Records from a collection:
★ ★ ★ ★
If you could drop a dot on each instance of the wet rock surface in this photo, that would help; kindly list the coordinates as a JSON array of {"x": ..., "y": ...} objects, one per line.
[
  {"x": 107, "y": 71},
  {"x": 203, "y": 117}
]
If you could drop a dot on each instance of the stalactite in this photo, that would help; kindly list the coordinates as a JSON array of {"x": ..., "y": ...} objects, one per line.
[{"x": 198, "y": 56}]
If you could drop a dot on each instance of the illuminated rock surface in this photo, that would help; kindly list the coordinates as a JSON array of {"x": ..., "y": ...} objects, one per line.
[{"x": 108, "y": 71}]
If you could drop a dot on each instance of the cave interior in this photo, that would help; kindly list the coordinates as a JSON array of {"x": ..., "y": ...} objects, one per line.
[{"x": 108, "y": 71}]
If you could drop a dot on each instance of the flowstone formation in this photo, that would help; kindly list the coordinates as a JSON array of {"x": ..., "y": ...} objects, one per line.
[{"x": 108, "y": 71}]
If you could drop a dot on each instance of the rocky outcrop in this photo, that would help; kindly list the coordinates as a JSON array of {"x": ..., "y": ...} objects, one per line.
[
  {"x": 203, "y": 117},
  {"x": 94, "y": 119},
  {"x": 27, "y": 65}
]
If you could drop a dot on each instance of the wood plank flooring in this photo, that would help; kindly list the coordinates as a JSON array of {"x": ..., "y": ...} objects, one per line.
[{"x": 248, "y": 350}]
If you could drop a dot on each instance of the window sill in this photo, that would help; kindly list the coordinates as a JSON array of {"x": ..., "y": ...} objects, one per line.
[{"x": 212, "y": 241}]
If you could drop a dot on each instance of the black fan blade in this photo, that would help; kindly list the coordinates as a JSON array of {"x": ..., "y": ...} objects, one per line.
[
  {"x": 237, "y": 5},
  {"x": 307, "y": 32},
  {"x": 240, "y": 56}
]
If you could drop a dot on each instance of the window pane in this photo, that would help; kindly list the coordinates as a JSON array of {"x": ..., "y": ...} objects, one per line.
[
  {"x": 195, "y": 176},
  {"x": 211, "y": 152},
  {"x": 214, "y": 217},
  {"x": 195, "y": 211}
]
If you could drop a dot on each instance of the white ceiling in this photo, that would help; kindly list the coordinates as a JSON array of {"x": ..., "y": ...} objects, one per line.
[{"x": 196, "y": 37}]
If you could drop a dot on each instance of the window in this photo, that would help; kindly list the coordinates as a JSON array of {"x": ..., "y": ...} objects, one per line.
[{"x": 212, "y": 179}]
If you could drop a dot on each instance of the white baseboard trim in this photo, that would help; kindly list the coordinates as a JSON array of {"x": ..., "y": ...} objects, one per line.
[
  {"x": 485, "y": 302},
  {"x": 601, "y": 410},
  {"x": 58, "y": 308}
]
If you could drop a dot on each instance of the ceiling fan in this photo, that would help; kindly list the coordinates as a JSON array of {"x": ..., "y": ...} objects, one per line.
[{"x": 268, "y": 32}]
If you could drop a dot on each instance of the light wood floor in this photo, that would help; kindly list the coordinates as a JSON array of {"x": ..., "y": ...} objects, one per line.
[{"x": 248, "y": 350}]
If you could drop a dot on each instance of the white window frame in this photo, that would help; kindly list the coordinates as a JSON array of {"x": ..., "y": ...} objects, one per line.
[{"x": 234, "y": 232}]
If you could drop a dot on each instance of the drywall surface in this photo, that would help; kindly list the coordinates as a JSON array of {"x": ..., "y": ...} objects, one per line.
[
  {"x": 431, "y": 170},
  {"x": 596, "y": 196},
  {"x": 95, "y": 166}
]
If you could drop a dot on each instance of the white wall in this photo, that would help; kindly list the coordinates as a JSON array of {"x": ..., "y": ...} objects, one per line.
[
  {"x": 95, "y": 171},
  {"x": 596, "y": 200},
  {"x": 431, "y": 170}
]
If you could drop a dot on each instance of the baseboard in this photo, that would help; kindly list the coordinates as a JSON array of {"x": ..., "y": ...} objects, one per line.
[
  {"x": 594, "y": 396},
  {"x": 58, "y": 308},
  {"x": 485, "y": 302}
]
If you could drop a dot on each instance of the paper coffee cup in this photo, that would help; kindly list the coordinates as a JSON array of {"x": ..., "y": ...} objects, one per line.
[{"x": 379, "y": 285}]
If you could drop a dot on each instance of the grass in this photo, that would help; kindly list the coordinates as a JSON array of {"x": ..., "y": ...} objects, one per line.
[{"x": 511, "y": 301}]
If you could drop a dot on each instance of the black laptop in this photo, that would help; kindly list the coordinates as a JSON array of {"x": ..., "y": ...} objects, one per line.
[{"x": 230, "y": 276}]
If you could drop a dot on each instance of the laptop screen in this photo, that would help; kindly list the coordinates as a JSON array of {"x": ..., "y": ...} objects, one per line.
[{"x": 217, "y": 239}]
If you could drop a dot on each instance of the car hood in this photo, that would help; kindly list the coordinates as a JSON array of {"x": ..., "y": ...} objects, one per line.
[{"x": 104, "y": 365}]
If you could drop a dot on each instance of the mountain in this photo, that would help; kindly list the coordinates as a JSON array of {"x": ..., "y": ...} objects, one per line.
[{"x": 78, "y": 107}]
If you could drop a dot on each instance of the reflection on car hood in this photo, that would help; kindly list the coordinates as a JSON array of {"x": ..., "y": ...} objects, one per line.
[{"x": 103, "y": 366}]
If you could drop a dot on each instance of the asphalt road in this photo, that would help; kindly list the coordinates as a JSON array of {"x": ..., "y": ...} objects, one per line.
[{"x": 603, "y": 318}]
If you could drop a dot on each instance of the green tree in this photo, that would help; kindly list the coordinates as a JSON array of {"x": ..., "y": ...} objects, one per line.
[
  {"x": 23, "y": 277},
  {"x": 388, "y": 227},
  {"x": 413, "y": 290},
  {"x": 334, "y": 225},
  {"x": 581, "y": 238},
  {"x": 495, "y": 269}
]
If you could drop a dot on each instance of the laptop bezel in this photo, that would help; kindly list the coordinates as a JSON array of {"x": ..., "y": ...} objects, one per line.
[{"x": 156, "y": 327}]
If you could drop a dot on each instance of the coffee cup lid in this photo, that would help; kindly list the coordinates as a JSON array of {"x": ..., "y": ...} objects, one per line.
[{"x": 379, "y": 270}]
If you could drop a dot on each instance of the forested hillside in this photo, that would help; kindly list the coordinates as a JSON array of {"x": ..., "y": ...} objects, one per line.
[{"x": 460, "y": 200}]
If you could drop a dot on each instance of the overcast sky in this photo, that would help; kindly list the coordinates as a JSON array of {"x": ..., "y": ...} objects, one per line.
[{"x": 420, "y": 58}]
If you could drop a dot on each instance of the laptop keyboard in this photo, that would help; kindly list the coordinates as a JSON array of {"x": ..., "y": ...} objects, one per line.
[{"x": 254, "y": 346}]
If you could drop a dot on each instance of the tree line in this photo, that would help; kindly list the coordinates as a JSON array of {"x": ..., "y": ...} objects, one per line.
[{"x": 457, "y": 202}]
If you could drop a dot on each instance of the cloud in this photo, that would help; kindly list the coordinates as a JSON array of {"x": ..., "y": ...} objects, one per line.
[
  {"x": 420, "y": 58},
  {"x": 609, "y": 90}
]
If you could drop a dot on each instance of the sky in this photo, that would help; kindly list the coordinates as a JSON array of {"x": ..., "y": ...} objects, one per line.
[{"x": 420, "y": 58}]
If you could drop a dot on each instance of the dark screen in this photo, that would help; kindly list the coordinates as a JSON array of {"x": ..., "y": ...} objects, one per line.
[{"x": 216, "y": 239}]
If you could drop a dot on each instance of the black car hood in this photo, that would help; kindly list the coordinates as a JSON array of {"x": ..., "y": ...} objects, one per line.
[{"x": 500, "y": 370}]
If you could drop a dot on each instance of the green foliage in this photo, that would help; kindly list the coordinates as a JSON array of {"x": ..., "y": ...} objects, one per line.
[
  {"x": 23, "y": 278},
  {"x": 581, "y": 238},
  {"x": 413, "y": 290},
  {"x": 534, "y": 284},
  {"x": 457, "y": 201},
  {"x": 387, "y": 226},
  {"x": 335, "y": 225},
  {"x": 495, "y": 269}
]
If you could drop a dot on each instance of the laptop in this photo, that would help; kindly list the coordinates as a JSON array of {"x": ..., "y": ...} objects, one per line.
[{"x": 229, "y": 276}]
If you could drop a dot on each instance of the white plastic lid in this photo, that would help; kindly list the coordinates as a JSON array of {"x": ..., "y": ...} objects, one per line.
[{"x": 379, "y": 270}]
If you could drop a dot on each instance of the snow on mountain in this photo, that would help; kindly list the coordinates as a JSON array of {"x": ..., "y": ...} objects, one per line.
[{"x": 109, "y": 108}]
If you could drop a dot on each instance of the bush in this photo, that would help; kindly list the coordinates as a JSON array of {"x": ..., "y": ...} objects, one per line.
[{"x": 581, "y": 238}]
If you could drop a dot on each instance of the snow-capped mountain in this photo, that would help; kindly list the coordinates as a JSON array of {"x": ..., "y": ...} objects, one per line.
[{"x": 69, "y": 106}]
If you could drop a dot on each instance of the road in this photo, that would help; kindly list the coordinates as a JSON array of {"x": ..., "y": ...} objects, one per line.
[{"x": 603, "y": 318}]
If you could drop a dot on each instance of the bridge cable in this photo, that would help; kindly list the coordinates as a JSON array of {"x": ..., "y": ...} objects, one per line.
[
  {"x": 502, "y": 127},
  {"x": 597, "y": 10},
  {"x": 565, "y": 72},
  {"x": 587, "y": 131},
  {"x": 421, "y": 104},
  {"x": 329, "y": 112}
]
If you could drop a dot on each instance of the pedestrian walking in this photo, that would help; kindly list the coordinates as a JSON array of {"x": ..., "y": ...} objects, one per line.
★ ★ ★ ★
Could you write out everything from the line containing "the snow on" down to the end of the records, changing "kindly" to "please" and leaving every other word as it is?

RESPONSE TO THIS EXERCISE:
If you could drop a dot on each instance of the snow on mountain in this photo, that would help; please list the coordinates as a JSON array of {"x": ..., "y": ...} objects, one per line.
[{"x": 109, "y": 108}]
If you could drop a dot on each instance of the bush in this photo, that would help; please list the coordinates as a JSON array of {"x": ..., "y": ...} objects, one per line.
[{"x": 581, "y": 238}]
If you could drop a dot on each instance of the snow-capped mountain in this photo, that would help; please list the coordinates as a JSON array of {"x": ..., "y": ...} objects, one per line.
[{"x": 69, "y": 106}]
If you could drop a dot on each instance of the road in this photo, that would help; please list the coordinates as a JSON array of {"x": ..., "y": ...} objects, one per line.
[{"x": 603, "y": 318}]
If you could drop a dot on each instance of the bridge cable in this photo, that would help; please list the coordinates as a JSON array of {"x": ..., "y": ...} objects, one per line.
[
  {"x": 502, "y": 127},
  {"x": 597, "y": 10},
  {"x": 565, "y": 72},
  {"x": 587, "y": 131},
  {"x": 421, "y": 104},
  {"x": 329, "y": 112}
]
If you could drop a dot on each instance of the pedestrian walking in this photo, that would help; please list the coordinates as a JSON array of {"x": ..., "y": ...} objects, one per line.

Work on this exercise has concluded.